**Job**
Please pick out each line in the records below that contains the word "this", and copy those lines in full.

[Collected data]
[Begin]
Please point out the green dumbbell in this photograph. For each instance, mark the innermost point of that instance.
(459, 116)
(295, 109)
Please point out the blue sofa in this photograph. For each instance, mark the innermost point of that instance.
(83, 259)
[End]
[Begin]
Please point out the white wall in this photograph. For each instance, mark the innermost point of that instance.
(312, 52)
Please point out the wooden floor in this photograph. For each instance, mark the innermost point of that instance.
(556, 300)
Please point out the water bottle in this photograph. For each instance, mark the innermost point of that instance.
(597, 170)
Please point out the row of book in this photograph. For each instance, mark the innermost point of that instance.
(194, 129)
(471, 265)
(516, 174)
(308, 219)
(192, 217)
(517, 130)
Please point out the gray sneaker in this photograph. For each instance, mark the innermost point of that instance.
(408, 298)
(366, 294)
[End]
**Solution below**
Please point out the green dumbbell in this photograph. For each instance, mark the innermost point of that instance.
Please point out the blue sofa in this photograph. For each instance, mark the innermost point of that instance.
Please point out the white wall in this photograph. For each instance, mark the innermost point of that instance.
Please point out the wooden floor in this photograph. For each instance, mark the innermost point of that instance.
Please point out the water bottle in this photograph. For each instance, mark the innermost point of that instance.
Please point out the row of book in this photograph. For each instance, mark the innermost point of that instance.
Please point out the gray sneaker in this photograph. For each instance, mark the innermost point of that instance.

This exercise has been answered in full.